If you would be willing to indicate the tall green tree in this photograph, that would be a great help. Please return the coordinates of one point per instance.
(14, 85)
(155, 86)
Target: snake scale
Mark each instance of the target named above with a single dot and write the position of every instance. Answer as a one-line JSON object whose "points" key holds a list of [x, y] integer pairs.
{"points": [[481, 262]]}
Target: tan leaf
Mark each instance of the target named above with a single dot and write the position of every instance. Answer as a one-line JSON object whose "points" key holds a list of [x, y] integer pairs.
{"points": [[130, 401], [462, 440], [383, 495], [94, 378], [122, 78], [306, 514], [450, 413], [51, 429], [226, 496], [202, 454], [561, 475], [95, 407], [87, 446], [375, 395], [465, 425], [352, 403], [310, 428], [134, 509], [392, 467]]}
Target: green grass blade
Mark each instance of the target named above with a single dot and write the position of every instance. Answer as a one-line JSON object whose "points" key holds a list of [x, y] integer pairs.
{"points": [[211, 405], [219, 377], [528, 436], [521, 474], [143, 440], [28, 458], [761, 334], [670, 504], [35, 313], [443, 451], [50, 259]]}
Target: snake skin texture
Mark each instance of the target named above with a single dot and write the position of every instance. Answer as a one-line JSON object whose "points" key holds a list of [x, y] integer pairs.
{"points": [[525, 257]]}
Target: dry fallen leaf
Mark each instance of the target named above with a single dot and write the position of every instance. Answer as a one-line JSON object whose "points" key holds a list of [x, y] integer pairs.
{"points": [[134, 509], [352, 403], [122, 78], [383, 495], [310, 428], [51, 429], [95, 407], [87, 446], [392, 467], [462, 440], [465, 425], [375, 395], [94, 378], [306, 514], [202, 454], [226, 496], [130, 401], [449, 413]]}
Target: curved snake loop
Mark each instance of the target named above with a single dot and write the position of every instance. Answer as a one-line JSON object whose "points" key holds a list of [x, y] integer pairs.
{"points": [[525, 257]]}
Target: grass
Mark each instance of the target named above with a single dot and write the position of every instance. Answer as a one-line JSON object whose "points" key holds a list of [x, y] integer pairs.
-------
## To be done
Repeat the records word for word, starting at the line that contains "Target: green grass blade" and ending at the last line of the records, both included.

## Exercise result
Target: green grass blade
Mark each instance of the target named above with a single dot and write the position of every instance. Answer as a one-line JSON object whose "points" key holds a list of [x, y] integer pairs.
{"points": [[211, 405], [219, 377], [528, 436], [521, 474], [143, 440], [28, 458], [761, 334], [670, 504], [35, 313], [443, 451], [50, 259]]}
Target: snake skin texture
Mark each instance of the target named above with a single dot and write the position of every instance. Answer as a one-line JSON object whose "points" key holds a list of [x, y] integer pairs.
{"points": [[525, 257]]}
Target: dry fallen leaf
Mark each instance of the target named above with a single dot and write the position of every instance. Answer as a one-line JSON object whose "points" key holds a list of [x, y] integer pairs.
{"points": [[134, 509], [352, 403], [122, 78], [383, 495], [310, 428], [51, 429], [95, 407], [87, 446], [392, 467], [462, 440], [465, 425], [375, 395], [94, 378], [306, 514], [202, 454], [226, 496], [130, 401], [449, 413]]}
Target: curved snake loop
Mark each instance of the target named above with a single dot and write the position of every instance. Answer as a one-line JSON object whose "points" key holds a list of [x, y] integer pairs.
{"points": [[525, 257]]}
Target: grass
Mark each instance of the target named above with a single dot and write the position of every instance. Answer as a one-line JSON object whose "points" key holds a list of [x, y] integer pairs.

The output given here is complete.